» **Data for this task**
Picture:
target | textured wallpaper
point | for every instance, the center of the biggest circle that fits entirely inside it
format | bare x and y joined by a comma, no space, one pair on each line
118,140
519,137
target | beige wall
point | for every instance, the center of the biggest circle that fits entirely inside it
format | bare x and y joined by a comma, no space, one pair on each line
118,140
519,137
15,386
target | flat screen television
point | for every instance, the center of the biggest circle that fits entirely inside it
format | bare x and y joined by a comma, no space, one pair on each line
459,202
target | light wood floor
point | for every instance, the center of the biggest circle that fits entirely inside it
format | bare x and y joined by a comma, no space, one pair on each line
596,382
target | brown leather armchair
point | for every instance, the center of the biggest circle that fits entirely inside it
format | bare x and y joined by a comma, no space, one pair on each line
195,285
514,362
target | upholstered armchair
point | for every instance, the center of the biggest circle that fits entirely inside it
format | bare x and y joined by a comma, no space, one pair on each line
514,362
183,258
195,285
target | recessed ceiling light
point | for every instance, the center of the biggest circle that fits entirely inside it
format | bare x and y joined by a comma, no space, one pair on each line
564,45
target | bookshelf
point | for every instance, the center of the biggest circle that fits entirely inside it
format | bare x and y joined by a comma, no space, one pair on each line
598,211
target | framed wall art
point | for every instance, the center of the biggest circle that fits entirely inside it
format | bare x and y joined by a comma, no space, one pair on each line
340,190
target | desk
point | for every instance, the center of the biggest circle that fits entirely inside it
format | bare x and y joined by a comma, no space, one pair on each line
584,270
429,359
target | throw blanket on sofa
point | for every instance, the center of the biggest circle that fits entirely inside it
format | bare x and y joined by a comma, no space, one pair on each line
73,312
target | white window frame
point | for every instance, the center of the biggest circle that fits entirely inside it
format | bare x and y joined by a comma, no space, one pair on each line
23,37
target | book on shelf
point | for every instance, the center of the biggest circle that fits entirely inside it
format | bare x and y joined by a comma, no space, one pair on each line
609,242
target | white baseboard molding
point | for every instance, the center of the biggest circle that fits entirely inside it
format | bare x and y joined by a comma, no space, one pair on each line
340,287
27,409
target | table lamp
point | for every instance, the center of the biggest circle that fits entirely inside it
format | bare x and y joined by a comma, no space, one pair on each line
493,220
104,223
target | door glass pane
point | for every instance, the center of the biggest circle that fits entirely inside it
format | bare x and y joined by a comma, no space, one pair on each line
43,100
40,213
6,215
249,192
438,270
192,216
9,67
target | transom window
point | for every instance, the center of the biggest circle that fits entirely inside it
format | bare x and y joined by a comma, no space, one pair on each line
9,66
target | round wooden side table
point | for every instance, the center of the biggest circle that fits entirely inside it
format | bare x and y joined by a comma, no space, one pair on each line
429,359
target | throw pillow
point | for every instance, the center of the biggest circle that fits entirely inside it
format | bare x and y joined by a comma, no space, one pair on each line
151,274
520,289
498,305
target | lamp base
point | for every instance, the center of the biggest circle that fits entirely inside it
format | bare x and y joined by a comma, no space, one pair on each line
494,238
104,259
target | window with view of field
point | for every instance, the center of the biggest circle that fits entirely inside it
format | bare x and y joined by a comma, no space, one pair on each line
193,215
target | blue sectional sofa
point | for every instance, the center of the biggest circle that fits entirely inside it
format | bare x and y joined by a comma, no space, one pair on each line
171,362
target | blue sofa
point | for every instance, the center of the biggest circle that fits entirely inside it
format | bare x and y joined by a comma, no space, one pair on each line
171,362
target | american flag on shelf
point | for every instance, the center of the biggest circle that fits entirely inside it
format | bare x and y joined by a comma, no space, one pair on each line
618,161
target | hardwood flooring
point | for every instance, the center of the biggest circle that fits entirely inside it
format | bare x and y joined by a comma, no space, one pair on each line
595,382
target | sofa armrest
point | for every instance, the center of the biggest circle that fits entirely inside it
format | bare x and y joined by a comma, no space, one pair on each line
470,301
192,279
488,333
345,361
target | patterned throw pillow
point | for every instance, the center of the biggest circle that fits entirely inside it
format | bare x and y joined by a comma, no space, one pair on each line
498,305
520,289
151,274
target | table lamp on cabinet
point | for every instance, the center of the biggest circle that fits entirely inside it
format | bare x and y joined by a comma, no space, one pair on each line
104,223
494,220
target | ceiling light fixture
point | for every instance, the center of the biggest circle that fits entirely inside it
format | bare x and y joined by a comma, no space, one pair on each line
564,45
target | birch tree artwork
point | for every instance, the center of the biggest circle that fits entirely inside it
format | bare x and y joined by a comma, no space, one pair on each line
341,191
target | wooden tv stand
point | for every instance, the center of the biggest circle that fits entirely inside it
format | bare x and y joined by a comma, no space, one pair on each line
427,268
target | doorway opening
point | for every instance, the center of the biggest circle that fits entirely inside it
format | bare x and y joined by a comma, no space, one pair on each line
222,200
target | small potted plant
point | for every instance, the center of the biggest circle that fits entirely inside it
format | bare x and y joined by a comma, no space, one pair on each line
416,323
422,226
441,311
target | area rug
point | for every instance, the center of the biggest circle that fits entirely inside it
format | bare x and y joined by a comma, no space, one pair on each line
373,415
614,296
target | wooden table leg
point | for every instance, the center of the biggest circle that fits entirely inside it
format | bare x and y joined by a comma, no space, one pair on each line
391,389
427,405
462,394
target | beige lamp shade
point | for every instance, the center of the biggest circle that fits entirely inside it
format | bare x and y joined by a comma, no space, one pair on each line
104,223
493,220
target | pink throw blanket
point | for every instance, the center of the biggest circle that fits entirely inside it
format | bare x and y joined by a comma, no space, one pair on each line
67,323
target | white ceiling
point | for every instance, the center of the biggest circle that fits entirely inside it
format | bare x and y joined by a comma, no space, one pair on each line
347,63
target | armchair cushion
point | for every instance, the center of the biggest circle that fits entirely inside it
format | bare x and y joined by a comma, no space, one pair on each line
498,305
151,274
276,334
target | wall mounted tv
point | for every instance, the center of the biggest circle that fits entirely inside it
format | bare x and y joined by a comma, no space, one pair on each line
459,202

» **Given problem**
Can you express all of the data above as a JSON list of strings, with one string for each line and any blank lines omitted?

» **Written reply**
[
  "Picture:",
  "target | textured wallpaper",
  "point | for every instance, the center of the biggest circle that fits entirely inside it",
  "format | bare x and y joined by a comma, no space, one pair on each line",
  "118,140",
  "519,137",
  "target | beige wall",
  "point | for every instance, the center of the biggest circle that fits entirely inside it",
  "format | bare x and y joined by a comma, no space, one pair on each line",
  "118,140",
  "519,137",
  "15,386",
  "target | flat screen television",
  "point | for every instance, the center of the biggest circle that fits entirely inside it",
  "format | bare x and y joined by a comma, no space, one pair on each line",
  "459,202",
  "target | light wood floor",
  "point | for every instance, the center of the biggest circle that fits entirely inside it",
  "format | bare x and y joined by a comma, no space, one pair on each line",
  "596,382",
  "target | brown leather armchair",
  "point | for every instance, the center of the biggest circle that fits entirely inside it",
  "format | bare x and y joined by a comma, no space, one pair on each line",
  "195,285",
  "514,362",
  "target | upholstered armchair",
  "point | for every instance, the center of the biggest circle that fits entirely inside it",
  "format | bare x and y joined by a comma, no space, one pair on each line",
  "514,362",
  "183,258",
  "195,285",
  "target | recessed ceiling light",
  "point | for every instance, the center of the biggest circle that fits entirely inside it",
  "format | bare x and y joined by a comma, no space, one pair on each line",
  "564,45",
  "target | bookshelf",
  "point | for every instance, the center of the biggest circle that fits entirely inside it",
  "format | bare x and y joined by a comma, no space, one pair on each line",
  "598,211",
  "target | framed wall art",
  "point | for every instance, the center of the biggest circle that fits entirely inside it",
  "format | bare x and y joined by a comma, no space, one pair on each line",
  "340,190",
  "target | desk",
  "point | for every instance, the center of the biggest circle that fits entirely inside it",
  "format | bare x and y joined by a comma, no space, one pair on each line",
  "584,270",
  "429,359",
  "target | throw blanket on sofa",
  "point | for every instance, the center of the biggest circle that fits entirely inside it",
  "format | bare x and y joined by a comma, no space, one pair on each line",
  "73,312",
  "target | white window frame",
  "point | for every instance, the center of the biggest circle that fits entirely inside it",
  "format | bare x and y joined by a comma, no space, one pair on each line",
  "23,37",
  "target | book on shelf",
  "point | for every instance, the center of the biggest circle that fits entirely inside it",
  "format | bare x and y joined by a comma, no space, one pair on each line",
  "609,242",
  "target | white baseboard molding",
  "point | for every instance, the center of the biggest circle that fits entirely inside it",
  "format | bare x and y joined by a comma, no space, one pair on each line",
  "340,287",
  "27,409",
  "target | table lamp",
  "point | for every instance, the center of the biggest circle that fits entirely inside it",
  "format | bare x and y joined by a comma, no space, one pair on each line",
  "493,220",
  "104,223",
  "target | door glass pane",
  "point | for every instance, the center of the biggest circle that fits entirely inside it",
  "format | bare x and y joined by a comma, no space, one pair on each line",
  "43,100",
  "40,213",
  "6,215",
  "249,192",
  "438,270",
  "192,216",
  "9,67",
  "target | transom window",
  "point | for every instance, the center of the biggest circle that fits entirely inside it",
  "format | bare x and y joined by a comma, no space, one pair on each line",
  "9,66",
  "target | round wooden side table",
  "point | for every instance, the center of the biggest circle that fits entirely inside it",
  "format | bare x and y joined by a comma, no space, one pair on each line",
  "429,359",
  "target | throw pillow",
  "point | for every instance, the center of the biggest circle that fits entirely inside it",
  "format | bare x and y joined by a comma, no space, one pair on each line",
  "151,274",
  "520,289",
  "498,305",
  "target | lamp base",
  "point | for every instance, the center of the biggest circle that fits entirely inside it",
  "format | bare x and y joined by a comma, no space, one pair on each line",
  "494,238",
  "104,259",
  "target | window with view of field",
  "point | for every instance, the center of the biggest circle that fits entirely inside it",
  "format | bare x and y joined by a comma, no space, one pair on each line",
  "193,215",
  "target | blue sectional sofa",
  "point | for every instance, the center of the biggest circle that fits entirely inside it",
  "format | bare x and y joined by a comma, no space, one pair on each line",
  "171,362",
  "target | blue sofa",
  "point | for every instance, the center of the biggest circle that fits entirely inside it",
  "format | bare x and y joined by a comma, no space, one pair on each line",
  "171,362",
  "target | american flag on shelf",
  "point | for every instance, the center of the biggest circle that fits entirely inside it",
  "format | bare x and y joined by a comma, no space, one pair on each line",
  "618,161",
  "target | hardwood flooring",
  "point | for every instance, the center of the biggest circle that fits entirely inside it",
  "format | bare x and y joined by a comma, no space, one pair on each line",
  "595,382",
  "target | sofa armrest",
  "point | for every instance, the center of the biggest circle that fits entirely inside it",
  "format | bare x and y joined by a comma, no space, one pair on each line",
  "470,301",
  "192,279",
  "488,333",
  "345,361",
  "target | patterned throw pillow",
  "point | for every instance, the center of the biggest circle that fits entirely inside it",
  "format | bare x and y joined by a comma, no space, one pair on each line",
  "498,305",
  "520,289",
  "151,274",
  "target | table lamp on cabinet",
  "point | for every instance, the center of the biggest circle that fits entirely inside it",
  "format | bare x and y joined by a comma, no space, one pair on each line",
  "104,223",
  "494,220",
  "target | ceiling light fixture",
  "point | for every instance, the center of the biggest circle that fits entirely inside it",
  "format | bare x and y joined by a comma, no space, one pair on each line",
  "564,45",
  "target | birch tree artwork",
  "point | for every instance, the center of the biggest circle that fits entirely inside it",
  "format | bare x and y joined by a comma, no space, one pair on each line",
  "341,191",
  "target | wooden tv stand",
  "point | for every instance, the center of the biggest circle that fits entirely inside it",
  "format | bare x and y joined by a comma, no space, one pair on each line",
  "427,268",
  "target | doorway opening",
  "point | for every instance, the center of the biggest circle that fits entirely inside it",
  "format | bare x and y joined by a comma, no space, one pair on each line",
  "222,200",
  "target | small potted plant",
  "point | for every instance, the center of the biggest circle that fits entirely inside it",
  "format | bare x and y joined by a comma, no space, one pair on each line",
  "416,323",
  "422,226",
  "441,311",
  "target | area rug",
  "point | for every instance, the center of the biggest circle that fits entirely inside it",
  "format | bare x and y joined by a comma, no space, one pair on each line",
  "373,415",
  "614,296",
  "target | wooden table leg",
  "point | for every instance, the center of the biggest circle that fits entirely inside it",
  "format | bare x and y joined by a comma, no space, one pair on each line",
  "391,389",
  "427,405",
  "462,394",
  "target | beige lamp shade",
  "point | for every instance, the center of the biggest circle that fits entirely inside it",
  "format | bare x and y joined by a comma, no space, one pair on each line",
  "104,223",
  "493,220",
  "target | pink throw blanket",
  "point | for every instance, the center of the biggest circle that fits entirely inside it",
  "format | bare x and y joined by a comma, no space, one pair on each line",
  "67,323",
  "target | white ceiling",
  "point | for every instance, the center of the biggest circle that fits entirely inside it",
  "format | bare x and y joined by a comma, no space, one pair on each line",
  "347,63",
  "target | armchair cushion",
  "point | for every instance, the center of the biggest circle that fits entirely inside it",
  "format | bare x and y joined by a comma, no space, one pair on each line",
  "498,305",
  "151,274",
  "276,334",
  "target | wall mounted tv",
  "point | for every instance, the center of the biggest circle that fits entirely inside it",
  "format | bare x and y joined by a comma, no space, one pair on each line",
  "459,202"
]